_Supplied information_

==============================

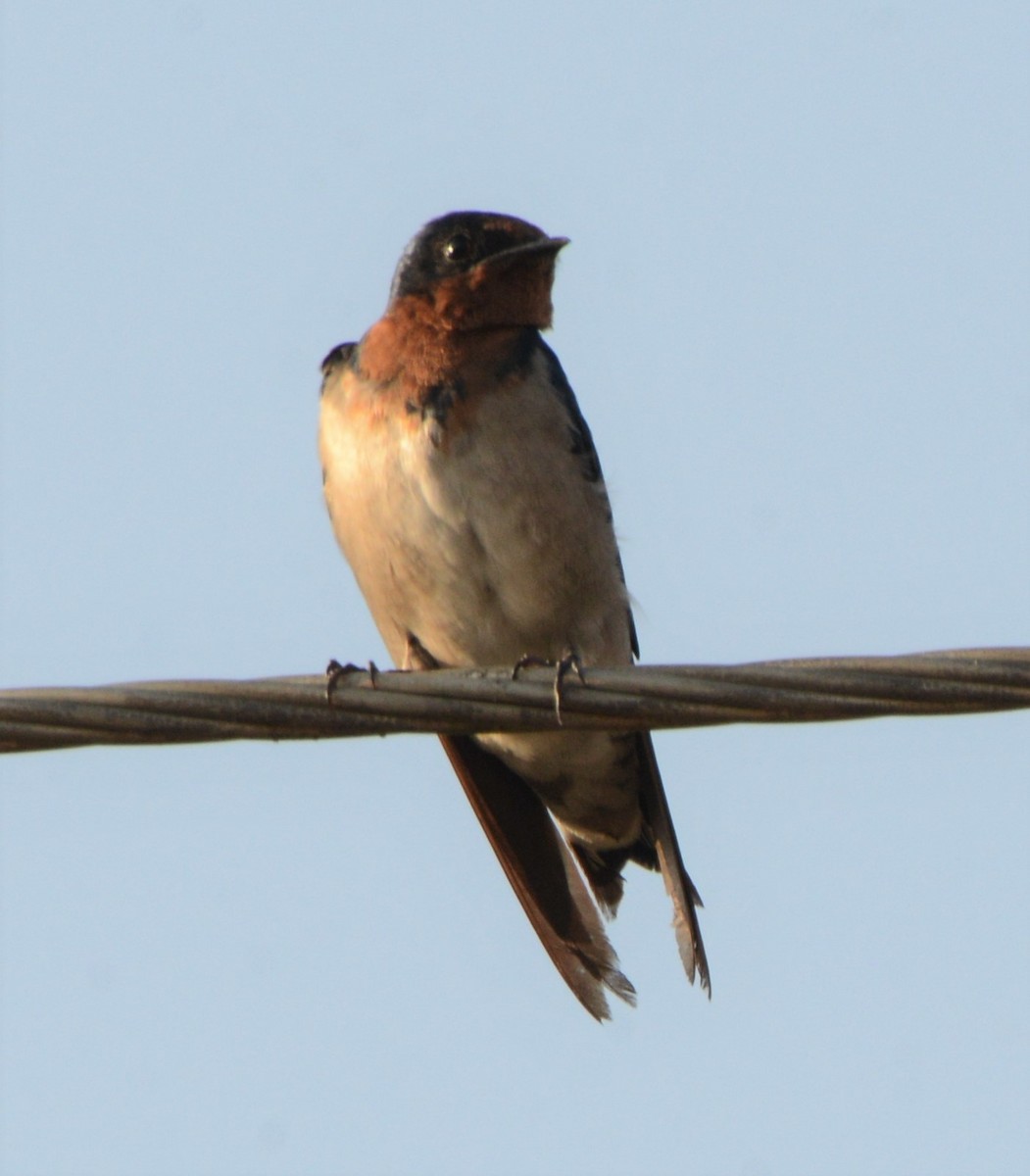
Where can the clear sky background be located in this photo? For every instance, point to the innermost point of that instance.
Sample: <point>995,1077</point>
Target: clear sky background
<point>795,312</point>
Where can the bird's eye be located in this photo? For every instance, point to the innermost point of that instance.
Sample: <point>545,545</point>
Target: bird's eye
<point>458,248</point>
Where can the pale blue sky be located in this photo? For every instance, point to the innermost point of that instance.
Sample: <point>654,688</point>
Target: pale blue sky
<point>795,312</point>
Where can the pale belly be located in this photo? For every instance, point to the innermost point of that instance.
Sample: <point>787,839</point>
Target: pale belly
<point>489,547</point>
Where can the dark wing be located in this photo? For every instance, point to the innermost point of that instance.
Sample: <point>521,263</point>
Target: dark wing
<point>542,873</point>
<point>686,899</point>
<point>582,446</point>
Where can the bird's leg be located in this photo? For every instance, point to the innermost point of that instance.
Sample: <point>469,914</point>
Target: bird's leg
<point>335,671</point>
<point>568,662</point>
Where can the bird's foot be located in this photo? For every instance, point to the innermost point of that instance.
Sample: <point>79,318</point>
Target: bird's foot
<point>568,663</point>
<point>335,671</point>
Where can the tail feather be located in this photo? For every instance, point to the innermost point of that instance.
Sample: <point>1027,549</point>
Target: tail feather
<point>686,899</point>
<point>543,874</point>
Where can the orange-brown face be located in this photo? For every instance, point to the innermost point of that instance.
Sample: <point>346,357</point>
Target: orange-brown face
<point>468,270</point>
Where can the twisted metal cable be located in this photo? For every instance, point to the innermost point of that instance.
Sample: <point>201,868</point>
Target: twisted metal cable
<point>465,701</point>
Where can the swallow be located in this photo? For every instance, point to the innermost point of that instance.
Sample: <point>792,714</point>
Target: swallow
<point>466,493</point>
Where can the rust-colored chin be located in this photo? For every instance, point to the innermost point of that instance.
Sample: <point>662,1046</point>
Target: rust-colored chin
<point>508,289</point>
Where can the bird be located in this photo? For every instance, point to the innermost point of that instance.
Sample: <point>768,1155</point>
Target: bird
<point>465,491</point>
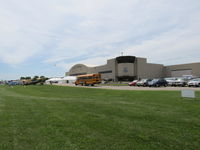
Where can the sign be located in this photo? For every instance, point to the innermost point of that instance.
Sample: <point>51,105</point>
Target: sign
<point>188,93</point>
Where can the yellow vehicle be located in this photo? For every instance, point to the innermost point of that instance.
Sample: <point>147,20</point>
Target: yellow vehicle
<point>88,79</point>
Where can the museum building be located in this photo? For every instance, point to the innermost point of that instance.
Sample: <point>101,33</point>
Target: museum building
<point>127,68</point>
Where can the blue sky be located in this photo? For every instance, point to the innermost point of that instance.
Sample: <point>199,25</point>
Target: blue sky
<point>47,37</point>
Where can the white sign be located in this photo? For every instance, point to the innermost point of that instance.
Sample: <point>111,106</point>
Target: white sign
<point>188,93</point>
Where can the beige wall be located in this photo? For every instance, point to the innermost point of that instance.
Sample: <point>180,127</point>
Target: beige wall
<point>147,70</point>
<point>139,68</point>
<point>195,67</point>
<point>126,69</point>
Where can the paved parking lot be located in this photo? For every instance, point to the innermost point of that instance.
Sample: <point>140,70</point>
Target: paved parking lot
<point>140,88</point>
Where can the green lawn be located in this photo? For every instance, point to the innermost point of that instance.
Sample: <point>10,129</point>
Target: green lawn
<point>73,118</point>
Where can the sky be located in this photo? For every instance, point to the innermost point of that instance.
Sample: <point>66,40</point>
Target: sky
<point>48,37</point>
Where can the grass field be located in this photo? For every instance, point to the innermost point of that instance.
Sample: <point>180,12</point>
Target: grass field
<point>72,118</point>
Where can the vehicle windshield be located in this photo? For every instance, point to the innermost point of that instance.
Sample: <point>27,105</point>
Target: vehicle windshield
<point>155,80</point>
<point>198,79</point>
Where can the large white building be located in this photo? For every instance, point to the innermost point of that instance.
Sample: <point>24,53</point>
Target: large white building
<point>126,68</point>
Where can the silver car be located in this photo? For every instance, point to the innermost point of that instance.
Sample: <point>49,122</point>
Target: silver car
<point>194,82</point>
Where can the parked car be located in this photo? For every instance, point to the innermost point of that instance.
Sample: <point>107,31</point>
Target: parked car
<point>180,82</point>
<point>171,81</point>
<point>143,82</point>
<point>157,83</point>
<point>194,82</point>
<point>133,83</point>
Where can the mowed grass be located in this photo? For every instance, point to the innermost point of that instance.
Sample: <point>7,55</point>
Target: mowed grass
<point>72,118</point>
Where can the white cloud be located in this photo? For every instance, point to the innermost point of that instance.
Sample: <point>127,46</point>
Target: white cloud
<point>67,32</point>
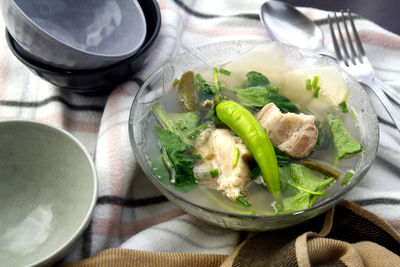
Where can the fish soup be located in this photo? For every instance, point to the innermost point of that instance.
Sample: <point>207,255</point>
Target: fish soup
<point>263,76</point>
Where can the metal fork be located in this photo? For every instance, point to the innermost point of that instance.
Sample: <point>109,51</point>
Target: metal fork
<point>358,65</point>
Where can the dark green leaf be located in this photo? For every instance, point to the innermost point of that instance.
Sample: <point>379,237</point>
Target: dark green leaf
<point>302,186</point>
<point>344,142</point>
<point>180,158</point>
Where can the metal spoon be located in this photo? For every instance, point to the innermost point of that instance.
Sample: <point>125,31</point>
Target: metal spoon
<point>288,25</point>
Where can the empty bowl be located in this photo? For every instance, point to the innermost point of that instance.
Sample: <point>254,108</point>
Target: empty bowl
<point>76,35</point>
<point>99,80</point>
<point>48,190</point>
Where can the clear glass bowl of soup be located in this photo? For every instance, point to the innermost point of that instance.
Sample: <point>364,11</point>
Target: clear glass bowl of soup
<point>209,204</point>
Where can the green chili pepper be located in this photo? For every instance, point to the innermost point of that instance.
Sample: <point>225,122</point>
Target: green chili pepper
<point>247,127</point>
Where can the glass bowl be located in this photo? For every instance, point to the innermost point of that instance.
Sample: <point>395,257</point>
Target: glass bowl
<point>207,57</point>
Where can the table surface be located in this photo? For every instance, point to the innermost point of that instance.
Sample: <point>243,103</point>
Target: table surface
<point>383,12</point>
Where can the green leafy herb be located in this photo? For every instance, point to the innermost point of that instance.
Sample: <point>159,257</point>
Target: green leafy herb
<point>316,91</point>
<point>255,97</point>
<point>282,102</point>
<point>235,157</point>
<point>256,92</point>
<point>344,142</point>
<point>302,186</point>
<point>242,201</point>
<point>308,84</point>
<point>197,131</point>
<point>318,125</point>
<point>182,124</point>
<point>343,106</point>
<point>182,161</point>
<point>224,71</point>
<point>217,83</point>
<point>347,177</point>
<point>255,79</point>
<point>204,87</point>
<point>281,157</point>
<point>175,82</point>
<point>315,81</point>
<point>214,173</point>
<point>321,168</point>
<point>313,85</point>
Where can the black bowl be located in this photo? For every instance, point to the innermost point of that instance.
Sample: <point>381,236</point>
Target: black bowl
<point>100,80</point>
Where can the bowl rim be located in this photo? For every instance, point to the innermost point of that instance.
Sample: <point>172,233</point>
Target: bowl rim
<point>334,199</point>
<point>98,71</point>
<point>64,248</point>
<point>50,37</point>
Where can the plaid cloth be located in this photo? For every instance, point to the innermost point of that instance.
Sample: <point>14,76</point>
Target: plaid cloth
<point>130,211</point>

==============================

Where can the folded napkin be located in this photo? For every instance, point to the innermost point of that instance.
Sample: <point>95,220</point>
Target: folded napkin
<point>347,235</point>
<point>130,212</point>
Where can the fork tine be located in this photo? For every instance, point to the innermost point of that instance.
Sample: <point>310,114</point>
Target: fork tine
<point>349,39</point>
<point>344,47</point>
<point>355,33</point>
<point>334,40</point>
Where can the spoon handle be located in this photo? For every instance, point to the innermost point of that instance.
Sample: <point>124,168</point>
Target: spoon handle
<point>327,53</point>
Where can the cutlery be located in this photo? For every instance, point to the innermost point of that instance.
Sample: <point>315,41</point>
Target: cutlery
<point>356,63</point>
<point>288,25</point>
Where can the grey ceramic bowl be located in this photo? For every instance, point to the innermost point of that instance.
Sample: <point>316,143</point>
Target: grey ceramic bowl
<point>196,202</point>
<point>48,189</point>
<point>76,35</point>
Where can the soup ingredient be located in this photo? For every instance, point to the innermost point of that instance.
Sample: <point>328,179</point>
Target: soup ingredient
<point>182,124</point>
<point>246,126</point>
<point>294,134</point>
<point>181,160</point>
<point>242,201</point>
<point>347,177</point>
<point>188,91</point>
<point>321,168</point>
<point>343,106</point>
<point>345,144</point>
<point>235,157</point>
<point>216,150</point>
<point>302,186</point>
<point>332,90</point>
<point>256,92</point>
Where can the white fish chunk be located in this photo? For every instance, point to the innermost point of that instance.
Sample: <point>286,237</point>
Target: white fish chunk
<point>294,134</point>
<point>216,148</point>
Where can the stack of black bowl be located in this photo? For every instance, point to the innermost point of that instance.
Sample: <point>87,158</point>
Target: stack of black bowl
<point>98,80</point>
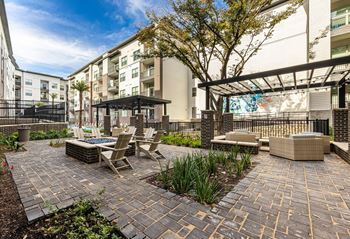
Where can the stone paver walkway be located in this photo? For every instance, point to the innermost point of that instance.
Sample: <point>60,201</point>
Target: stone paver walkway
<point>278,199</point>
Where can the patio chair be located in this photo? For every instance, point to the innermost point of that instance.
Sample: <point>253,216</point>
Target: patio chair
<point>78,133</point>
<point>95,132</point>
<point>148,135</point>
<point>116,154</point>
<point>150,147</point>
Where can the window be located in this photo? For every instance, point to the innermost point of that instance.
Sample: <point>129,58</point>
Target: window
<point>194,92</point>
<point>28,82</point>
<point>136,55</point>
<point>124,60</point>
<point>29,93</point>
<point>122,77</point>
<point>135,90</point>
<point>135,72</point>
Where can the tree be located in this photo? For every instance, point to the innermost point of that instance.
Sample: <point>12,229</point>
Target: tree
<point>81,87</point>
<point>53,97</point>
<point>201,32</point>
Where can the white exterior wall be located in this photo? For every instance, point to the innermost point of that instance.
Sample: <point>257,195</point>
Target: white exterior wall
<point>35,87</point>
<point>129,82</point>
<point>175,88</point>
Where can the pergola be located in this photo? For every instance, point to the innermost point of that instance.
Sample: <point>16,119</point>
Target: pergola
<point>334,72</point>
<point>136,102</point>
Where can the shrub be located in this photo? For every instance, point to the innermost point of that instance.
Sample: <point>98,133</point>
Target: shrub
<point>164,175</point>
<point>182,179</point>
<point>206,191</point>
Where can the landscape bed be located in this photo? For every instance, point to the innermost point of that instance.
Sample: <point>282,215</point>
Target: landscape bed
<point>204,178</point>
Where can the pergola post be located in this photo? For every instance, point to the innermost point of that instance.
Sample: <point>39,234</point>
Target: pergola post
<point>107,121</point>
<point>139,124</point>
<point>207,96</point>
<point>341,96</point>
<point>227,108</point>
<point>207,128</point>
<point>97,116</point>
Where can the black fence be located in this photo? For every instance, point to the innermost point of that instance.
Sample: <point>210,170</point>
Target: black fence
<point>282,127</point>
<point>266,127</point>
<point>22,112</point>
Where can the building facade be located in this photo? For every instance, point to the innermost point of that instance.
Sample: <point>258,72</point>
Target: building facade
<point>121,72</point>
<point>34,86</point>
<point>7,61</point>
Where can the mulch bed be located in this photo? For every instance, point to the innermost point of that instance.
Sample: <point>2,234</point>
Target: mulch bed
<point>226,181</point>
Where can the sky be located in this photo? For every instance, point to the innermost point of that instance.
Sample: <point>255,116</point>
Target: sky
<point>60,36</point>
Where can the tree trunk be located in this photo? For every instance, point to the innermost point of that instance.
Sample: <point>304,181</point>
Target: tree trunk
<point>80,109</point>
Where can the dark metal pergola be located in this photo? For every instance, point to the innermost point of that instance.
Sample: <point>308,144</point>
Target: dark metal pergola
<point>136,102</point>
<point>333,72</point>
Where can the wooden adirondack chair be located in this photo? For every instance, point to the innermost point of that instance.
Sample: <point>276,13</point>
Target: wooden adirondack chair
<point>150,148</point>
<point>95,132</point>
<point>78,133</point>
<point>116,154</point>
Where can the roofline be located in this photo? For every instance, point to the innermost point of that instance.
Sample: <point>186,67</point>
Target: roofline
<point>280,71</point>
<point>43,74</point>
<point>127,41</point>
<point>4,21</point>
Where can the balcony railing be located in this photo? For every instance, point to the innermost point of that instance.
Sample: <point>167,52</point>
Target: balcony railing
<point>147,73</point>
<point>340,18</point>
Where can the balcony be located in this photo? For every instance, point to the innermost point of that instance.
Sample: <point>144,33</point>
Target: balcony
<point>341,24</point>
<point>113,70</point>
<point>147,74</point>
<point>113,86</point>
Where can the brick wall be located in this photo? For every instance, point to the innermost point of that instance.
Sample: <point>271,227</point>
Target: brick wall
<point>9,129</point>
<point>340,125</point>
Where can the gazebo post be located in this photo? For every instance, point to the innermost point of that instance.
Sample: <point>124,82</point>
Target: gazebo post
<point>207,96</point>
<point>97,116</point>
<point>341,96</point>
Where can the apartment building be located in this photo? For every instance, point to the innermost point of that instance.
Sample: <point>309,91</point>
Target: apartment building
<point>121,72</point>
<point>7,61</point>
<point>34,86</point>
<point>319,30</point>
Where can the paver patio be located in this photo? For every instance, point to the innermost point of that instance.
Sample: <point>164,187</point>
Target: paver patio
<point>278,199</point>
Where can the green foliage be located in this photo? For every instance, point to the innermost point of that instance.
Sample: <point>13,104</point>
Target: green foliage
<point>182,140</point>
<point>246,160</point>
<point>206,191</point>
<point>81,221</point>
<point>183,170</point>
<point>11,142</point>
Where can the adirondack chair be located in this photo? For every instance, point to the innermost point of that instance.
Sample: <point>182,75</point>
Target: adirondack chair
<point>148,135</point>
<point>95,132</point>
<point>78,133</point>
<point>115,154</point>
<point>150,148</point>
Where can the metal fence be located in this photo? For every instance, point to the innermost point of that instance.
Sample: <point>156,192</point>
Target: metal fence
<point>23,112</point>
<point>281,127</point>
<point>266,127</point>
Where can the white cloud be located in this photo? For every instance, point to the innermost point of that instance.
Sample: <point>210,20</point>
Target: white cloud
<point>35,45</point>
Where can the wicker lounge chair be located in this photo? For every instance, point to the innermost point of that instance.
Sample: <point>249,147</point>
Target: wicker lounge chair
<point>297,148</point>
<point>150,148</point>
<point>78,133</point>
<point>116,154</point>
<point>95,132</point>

==============================

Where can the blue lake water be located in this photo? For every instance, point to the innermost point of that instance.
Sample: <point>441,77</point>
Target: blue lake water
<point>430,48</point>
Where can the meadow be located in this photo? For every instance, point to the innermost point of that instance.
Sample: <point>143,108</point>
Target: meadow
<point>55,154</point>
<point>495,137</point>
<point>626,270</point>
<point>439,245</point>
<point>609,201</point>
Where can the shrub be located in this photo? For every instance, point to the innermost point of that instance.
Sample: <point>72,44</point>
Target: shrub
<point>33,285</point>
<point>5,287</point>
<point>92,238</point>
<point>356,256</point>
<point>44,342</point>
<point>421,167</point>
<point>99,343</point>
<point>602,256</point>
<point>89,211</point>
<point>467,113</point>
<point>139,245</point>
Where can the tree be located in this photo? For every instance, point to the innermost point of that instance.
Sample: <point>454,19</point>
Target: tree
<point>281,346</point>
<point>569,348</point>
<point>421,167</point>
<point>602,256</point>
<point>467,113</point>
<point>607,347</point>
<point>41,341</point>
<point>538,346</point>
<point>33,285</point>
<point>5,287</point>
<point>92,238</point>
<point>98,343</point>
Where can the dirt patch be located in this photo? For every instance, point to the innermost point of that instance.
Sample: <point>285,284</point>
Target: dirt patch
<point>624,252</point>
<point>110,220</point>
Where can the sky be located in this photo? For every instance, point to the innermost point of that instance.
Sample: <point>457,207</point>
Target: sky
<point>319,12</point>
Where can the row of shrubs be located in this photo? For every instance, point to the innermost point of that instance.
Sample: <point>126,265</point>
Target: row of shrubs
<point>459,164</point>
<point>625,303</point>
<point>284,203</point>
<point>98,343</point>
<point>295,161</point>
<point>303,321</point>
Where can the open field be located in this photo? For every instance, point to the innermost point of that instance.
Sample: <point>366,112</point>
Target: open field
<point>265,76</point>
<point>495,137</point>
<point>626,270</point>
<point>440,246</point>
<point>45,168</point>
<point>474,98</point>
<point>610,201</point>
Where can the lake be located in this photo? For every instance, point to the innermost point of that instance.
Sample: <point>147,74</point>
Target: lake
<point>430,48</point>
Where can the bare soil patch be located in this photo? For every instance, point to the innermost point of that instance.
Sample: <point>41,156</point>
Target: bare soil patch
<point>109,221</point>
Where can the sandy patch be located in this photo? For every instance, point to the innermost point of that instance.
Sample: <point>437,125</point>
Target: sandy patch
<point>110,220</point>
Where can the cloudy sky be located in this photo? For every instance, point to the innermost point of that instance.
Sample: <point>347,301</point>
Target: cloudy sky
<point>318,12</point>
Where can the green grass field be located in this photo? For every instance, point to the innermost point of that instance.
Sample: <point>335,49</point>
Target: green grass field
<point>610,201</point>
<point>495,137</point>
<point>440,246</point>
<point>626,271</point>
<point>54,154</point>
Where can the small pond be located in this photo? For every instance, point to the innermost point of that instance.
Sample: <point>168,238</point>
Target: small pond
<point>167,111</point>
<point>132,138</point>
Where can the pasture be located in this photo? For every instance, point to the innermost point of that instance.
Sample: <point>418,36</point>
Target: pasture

==============================

_Exercise prompt_
Go through the material above and copy each line that has the word "pasture".

_Written reply_
Where can the pasture be located in this photo? For every instance, point to the innermost point of that instance.
Target: pasture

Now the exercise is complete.